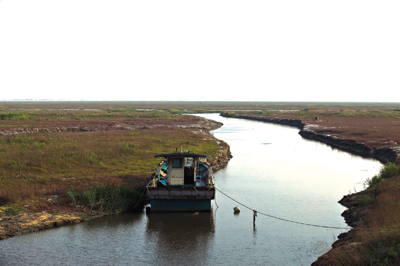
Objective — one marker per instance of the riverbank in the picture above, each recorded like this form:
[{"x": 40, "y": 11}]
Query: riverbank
[
  {"x": 374, "y": 239},
  {"x": 384, "y": 151},
  {"x": 59, "y": 212}
]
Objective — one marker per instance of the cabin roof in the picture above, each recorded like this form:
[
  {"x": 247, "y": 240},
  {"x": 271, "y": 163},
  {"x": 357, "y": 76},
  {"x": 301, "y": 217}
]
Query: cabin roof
[{"x": 180, "y": 154}]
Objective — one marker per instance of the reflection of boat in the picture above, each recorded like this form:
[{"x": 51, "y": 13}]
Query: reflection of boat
[
  {"x": 176, "y": 237},
  {"x": 183, "y": 182}
]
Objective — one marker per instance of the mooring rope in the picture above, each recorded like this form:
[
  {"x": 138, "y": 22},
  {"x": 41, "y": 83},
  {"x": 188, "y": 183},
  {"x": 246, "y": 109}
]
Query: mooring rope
[{"x": 282, "y": 219}]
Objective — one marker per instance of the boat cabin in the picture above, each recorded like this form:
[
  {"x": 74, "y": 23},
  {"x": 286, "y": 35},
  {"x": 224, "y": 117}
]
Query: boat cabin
[{"x": 182, "y": 169}]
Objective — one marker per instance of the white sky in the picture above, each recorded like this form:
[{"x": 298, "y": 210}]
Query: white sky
[{"x": 281, "y": 50}]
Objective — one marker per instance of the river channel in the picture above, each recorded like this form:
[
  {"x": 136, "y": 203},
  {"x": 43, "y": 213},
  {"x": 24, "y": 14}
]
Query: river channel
[{"x": 273, "y": 170}]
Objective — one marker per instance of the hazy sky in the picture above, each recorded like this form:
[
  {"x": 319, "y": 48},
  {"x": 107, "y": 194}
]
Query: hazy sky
[{"x": 281, "y": 50}]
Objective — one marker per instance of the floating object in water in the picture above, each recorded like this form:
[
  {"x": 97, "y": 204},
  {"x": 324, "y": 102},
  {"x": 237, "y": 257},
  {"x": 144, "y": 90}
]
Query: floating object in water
[{"x": 182, "y": 182}]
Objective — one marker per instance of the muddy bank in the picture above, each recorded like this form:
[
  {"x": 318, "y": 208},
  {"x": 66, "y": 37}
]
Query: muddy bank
[
  {"x": 202, "y": 123},
  {"x": 308, "y": 131},
  {"x": 32, "y": 222}
]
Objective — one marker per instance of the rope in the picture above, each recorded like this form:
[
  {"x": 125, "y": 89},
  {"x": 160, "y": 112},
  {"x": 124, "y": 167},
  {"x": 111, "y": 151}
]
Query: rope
[{"x": 282, "y": 219}]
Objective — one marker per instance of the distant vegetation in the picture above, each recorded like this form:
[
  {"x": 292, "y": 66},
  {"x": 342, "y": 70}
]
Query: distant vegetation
[{"x": 96, "y": 149}]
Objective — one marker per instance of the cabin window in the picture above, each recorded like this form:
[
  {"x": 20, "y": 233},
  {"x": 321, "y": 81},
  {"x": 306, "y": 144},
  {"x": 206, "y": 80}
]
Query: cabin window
[{"x": 177, "y": 163}]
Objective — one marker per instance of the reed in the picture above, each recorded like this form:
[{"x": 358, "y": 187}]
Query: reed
[{"x": 108, "y": 198}]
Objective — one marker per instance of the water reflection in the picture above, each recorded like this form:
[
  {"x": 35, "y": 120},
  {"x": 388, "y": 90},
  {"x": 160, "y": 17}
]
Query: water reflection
[{"x": 181, "y": 235}]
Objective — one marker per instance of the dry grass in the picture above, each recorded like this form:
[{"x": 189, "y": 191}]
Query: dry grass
[
  {"x": 38, "y": 164},
  {"x": 377, "y": 241}
]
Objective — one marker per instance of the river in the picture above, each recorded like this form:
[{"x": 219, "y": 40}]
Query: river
[{"x": 273, "y": 170}]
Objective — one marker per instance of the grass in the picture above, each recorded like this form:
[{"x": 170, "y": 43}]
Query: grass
[
  {"x": 107, "y": 198},
  {"x": 37, "y": 164},
  {"x": 378, "y": 238}
]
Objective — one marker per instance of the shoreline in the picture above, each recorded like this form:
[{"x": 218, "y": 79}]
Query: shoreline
[
  {"x": 33, "y": 222},
  {"x": 383, "y": 155},
  {"x": 354, "y": 212}
]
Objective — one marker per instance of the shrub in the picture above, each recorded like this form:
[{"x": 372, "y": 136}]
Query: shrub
[
  {"x": 109, "y": 198},
  {"x": 389, "y": 170}
]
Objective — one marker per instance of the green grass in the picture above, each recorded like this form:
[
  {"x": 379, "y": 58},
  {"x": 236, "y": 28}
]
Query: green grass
[
  {"x": 108, "y": 198},
  {"x": 389, "y": 170}
]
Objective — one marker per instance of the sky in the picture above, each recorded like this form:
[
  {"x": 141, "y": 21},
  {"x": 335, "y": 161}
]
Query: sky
[{"x": 219, "y": 50}]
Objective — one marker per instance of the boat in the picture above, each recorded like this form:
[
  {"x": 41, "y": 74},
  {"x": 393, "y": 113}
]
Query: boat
[{"x": 182, "y": 182}]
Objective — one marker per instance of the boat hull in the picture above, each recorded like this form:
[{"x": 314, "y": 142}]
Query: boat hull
[{"x": 180, "y": 199}]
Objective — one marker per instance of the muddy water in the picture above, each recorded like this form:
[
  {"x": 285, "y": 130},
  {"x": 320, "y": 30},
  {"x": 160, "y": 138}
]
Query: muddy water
[{"x": 273, "y": 170}]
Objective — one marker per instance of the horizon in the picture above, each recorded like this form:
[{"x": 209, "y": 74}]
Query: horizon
[{"x": 286, "y": 51}]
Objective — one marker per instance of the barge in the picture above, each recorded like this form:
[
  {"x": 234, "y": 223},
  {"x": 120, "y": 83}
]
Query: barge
[{"x": 182, "y": 182}]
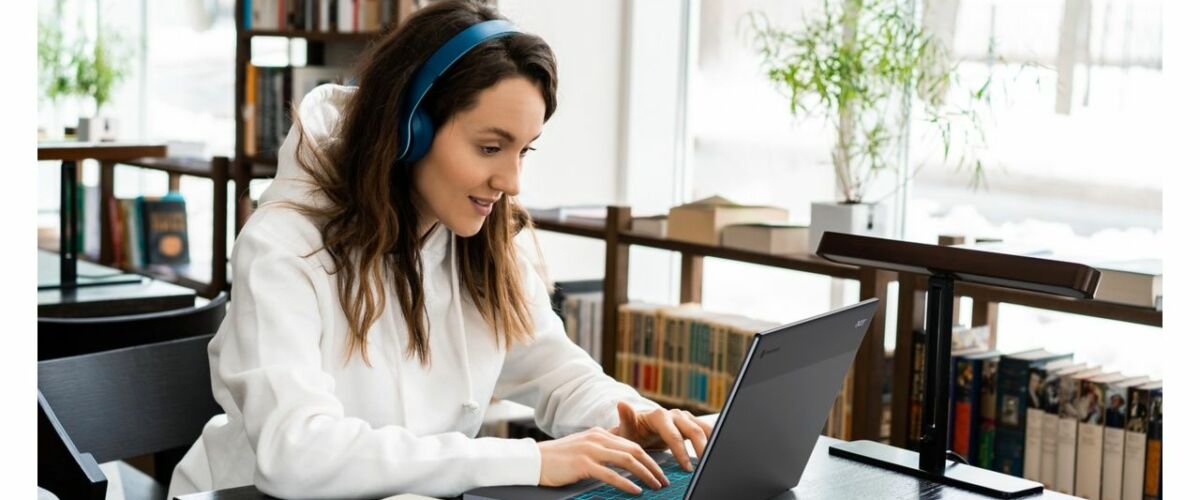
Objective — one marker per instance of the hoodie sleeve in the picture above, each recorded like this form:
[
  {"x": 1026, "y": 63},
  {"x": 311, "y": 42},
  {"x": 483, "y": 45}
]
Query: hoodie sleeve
[
  {"x": 269, "y": 360},
  {"x": 567, "y": 389}
]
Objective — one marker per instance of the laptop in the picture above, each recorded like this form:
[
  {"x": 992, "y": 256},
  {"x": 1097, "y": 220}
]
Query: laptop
[{"x": 768, "y": 427}]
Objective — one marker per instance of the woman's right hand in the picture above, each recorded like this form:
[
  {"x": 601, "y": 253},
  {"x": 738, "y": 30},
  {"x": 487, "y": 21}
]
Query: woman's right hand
[{"x": 587, "y": 455}]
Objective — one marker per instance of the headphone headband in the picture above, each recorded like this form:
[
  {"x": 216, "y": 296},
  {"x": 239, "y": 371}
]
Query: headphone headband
[{"x": 415, "y": 127}]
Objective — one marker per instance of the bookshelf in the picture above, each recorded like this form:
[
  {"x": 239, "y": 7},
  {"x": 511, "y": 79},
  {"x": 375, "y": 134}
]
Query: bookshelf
[
  {"x": 863, "y": 387},
  {"x": 207, "y": 278},
  {"x": 250, "y": 166},
  {"x": 985, "y": 301}
]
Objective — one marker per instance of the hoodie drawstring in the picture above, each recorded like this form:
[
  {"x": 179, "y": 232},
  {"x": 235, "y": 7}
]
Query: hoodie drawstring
[{"x": 469, "y": 403}]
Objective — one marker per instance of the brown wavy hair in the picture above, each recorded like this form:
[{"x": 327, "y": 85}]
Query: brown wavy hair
[{"x": 370, "y": 226}]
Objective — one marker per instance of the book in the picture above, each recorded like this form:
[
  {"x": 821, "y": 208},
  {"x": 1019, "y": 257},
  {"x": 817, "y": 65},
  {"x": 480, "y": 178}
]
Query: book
[
  {"x": 1090, "y": 441},
  {"x": 967, "y": 385},
  {"x": 771, "y": 238},
  {"x": 1072, "y": 408},
  {"x": 1115, "y": 411},
  {"x": 702, "y": 221},
  {"x": 1131, "y": 282},
  {"x": 1036, "y": 414},
  {"x": 1152, "y": 488},
  {"x": 1133, "y": 477},
  {"x": 165, "y": 229},
  {"x": 563, "y": 214},
  {"x": 1012, "y": 393},
  {"x": 1051, "y": 405},
  {"x": 963, "y": 341},
  {"x": 651, "y": 226}
]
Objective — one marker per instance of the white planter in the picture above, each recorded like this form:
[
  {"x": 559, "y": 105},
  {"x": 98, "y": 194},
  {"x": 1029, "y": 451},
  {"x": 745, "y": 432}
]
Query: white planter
[
  {"x": 93, "y": 130},
  {"x": 861, "y": 218}
]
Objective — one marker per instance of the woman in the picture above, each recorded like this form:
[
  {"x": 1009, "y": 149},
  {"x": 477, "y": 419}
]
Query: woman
[{"x": 378, "y": 305}]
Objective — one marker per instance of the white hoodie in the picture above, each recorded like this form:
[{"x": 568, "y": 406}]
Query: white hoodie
[{"x": 300, "y": 421}]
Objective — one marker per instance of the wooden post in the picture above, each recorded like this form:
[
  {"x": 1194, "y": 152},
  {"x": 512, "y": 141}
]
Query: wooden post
[
  {"x": 220, "y": 224},
  {"x": 616, "y": 281},
  {"x": 867, "y": 378},
  {"x": 693, "y": 277},
  {"x": 946, "y": 241},
  {"x": 106, "y": 200}
]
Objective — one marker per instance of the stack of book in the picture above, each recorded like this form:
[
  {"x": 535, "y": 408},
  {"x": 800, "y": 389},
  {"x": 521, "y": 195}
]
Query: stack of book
[
  {"x": 682, "y": 355},
  {"x": 577, "y": 214},
  {"x": 270, "y": 92},
  {"x": 340, "y": 16},
  {"x": 580, "y": 303},
  {"x": 1041, "y": 415},
  {"x": 149, "y": 230}
]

▶ **DIRECTIONS**: From the opening line of the entries above to the line containing "Objective — one marker per instance of the rope", please transcribe each line exactly, skipping every picture.

▶ **ANSWER**:
Objective — one marker per instance of the riverbank in the picture above, each recorded like this form:
[{"x": 40, "y": 11}]
Query: riverbank
[
  {"x": 374, "y": 239},
  {"x": 384, "y": 151},
  {"x": 59, "y": 212}
]
Objective — one marker per instance of the cabin roof in the picture above, each recorded like this form:
[
  {"x": 247, "y": 240},
  {"x": 271, "y": 163},
  {"x": 357, "y": 76},
  {"x": 301, "y": 217}
]
Query: cabin roof
[{"x": 180, "y": 154}]
Objective — one marker per instance of the reflection of boat in the picture above, each recorded like this form:
[{"x": 51, "y": 13}]
Query: reflection of boat
[
  {"x": 176, "y": 237},
  {"x": 183, "y": 182}
]
Objective — one marker per instance of the mooring rope in the picture above, each recorded like this form:
[
  {"x": 138, "y": 22},
  {"x": 41, "y": 83},
  {"x": 188, "y": 183},
  {"x": 246, "y": 109}
]
Query: mooring rope
[{"x": 282, "y": 219}]
Objective — one marker per instance of the boat cabin in the picture above, each recorded like this form:
[
  {"x": 74, "y": 23},
  {"x": 286, "y": 35},
  {"x": 224, "y": 117}
]
Query: boat cabin
[{"x": 182, "y": 169}]
Objective — one marker per instance of the white sky in the picture above, each recorded like this form:
[{"x": 298, "y": 210}]
Query: white sky
[{"x": 281, "y": 50}]
Objective — one marker per instance of the river channel in the picture above, each recorded like this form:
[
  {"x": 136, "y": 203},
  {"x": 43, "y": 213},
  {"x": 24, "y": 14}
]
Query: river channel
[{"x": 273, "y": 170}]
Objective — one marker per instance of the hazy sky in the picture above, each recorded like this form:
[
  {"x": 319, "y": 48},
  {"x": 107, "y": 194}
]
Query: hazy sky
[{"x": 281, "y": 50}]
Objective — one marker per instance of the floating object in water in the picture above, each recorded like this form:
[
  {"x": 97, "y": 204},
  {"x": 324, "y": 102},
  {"x": 237, "y": 257},
  {"x": 144, "y": 90}
]
Query: floating object in water
[{"x": 182, "y": 182}]
Objective — one marker per instance of the muddy bank in the picture above, each recorded like this form:
[
  {"x": 318, "y": 208},
  {"x": 66, "y": 37}
]
Query: muddy bank
[
  {"x": 202, "y": 123},
  {"x": 308, "y": 131},
  {"x": 32, "y": 222}
]
Objective — one marker per instance of the rope in the picture above, each recorded like this form:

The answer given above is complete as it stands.